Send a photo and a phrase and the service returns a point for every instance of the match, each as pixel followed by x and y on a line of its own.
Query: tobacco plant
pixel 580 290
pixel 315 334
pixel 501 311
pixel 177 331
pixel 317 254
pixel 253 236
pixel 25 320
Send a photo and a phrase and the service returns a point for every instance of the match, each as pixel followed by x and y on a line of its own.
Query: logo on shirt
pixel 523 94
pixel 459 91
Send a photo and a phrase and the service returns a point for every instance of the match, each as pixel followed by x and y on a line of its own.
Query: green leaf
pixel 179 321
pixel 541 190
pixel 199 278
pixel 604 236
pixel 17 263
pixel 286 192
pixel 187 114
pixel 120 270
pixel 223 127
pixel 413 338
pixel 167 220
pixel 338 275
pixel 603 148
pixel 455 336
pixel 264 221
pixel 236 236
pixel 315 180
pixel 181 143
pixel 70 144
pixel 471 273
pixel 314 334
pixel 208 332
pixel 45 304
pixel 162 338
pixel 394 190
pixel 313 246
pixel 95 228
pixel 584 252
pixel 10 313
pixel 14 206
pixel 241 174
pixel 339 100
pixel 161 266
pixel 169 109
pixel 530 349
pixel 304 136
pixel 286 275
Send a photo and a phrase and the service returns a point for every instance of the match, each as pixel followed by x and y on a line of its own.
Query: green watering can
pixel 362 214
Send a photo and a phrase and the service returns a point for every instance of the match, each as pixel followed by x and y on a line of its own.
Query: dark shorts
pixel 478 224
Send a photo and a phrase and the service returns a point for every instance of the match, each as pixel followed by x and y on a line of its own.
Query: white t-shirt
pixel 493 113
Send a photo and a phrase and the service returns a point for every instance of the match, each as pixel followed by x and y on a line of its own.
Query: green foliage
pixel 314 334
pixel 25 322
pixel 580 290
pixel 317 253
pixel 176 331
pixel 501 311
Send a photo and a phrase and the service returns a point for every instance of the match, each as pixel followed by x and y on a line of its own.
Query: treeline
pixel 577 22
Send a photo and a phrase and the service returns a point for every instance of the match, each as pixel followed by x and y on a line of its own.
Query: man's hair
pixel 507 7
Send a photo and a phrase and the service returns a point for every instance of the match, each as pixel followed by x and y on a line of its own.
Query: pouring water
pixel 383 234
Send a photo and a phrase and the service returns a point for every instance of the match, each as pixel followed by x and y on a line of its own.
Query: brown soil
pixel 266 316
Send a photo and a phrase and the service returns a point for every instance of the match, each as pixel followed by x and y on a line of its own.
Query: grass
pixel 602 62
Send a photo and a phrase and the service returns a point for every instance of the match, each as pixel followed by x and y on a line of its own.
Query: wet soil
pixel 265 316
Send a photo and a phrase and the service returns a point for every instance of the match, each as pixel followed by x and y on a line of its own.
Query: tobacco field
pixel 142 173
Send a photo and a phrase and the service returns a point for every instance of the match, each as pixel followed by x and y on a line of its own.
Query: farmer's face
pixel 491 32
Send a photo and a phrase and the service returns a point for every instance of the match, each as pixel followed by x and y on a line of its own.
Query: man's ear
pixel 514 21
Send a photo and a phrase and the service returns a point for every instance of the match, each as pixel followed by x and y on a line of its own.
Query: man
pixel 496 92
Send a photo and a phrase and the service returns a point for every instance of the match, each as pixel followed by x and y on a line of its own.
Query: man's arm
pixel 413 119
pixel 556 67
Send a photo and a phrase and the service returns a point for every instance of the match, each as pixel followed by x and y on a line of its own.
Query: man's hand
◆ ◆ ◆ ◆
• What you have to do
Retype each line above with no alterations.

• Response for this exercise
Send a photo and a phrase and the service returns a point for every instance of the match, each as pixel followed by x and y on a line of its own.
Query: tobacco plant
pixel 580 290
pixel 315 334
pixel 501 311
pixel 177 331
pixel 317 254
pixel 253 236
pixel 25 320
Send a photo and a phrase and the service returns a point for every instance of the match, each as pixel followed by x and y on a line of its own.
Query: logo on shirt
pixel 523 94
pixel 459 91
Send a photo and a phrase and the service returns a point for every instance of the match, each as pixel followed by x and y on a line of its own.
Query: green leaf
pixel 179 321
pixel 541 190
pixel 199 278
pixel 604 236
pixel 17 263
pixel 286 192
pixel 187 114
pixel 120 270
pixel 223 127
pixel 413 338
pixel 167 220
pixel 338 275
pixel 603 148
pixel 455 336
pixel 264 221
pixel 236 236
pixel 315 180
pixel 181 143
pixel 70 144
pixel 471 273
pixel 314 334
pixel 208 332
pixel 45 304
pixel 162 338
pixel 394 190
pixel 313 246
pixel 95 228
pixel 584 252
pixel 10 313
pixel 14 206
pixel 241 174
pixel 339 100
pixel 161 266
pixel 169 109
pixel 530 349
pixel 304 136
pixel 286 275
Send a photo and a phrase and the service returns a point for every instance of the match, each as pixel followed by x and y on a line of its own.
Query: green watering can
pixel 362 214
Send a photo and a phrase and the service returns a point for every instance of the match, each as pixel followed by x and y on a line of its own.
Query: dark shorts
pixel 478 224
Send a photo and a phrase and the service returns a point for every instance of the match, each as pixel followed by x and y on a line of its own.
Query: white t-shirt
pixel 493 113
Send a photo and a phrase and the service returns a point for every instance of the match, each as pixel followed by x and y on a line of its own.
Query: green foliage
pixel 314 334
pixel 25 322
pixel 580 290
pixel 317 253
pixel 176 331
pixel 501 311
Send a photo and a phrase and the service returns a point for every instance of the match, each as pixel followed by x and y on a line of its own.
Query: treeline
pixel 577 22
Send a photo and a phrase and the service returns a point for every instance of the match, each as pixel followed by x and y on a line of its own.
Query: man's hair
pixel 507 7
Send a photo and a phrase and the service returns a point for every instance of the match, each as pixel followed by x and y on a line of its own.
Query: pouring water
pixel 383 234
Send a photo and a phrase and the service returns a point for every instance of the match, each as pixel followed by x and y on a line of its own.
Query: brown soil
pixel 266 316
Send a photo and a phrase and the service returns a point for every instance of the match, each as pixel followed by x and y on a line of its own.
Query: grass
pixel 602 62
Send a photo and a phrase and the service returns a point for every instance of the match, each as pixel followed by x and y on a line of its own.
Query: wet soil
pixel 265 316
Send a photo and a phrase and the service returns a point for every instance of the match, each as pixel followed by x and y on a line of its own.
Query: tobacco field
pixel 142 173
Send a photo and a phrase and the service returns a point for every instance of the match, each as pixel followed by x and y on a line of its own.
Query: farmer's face
pixel 491 32
Send a photo and a phrase and the service returns a point for every instance of the match, each as pixel followed by x and y on a line of its own.
Query: man's ear
pixel 514 21
Send a photo and a phrase and the service returns a point for every instance of the match, each as pixel followed by x and y on a line of its own.
Query: man
pixel 496 92
Send a photo and a phrase and the service returns a point for every instance of the match, each as pixel followed by x and y on a line of its own.
Query: man's arm
pixel 413 119
pixel 556 67
Send a photo and a phrase and the service returns a point for every instance of the match, each as pixel followed by x and y on a line of its own.
Query: man's hand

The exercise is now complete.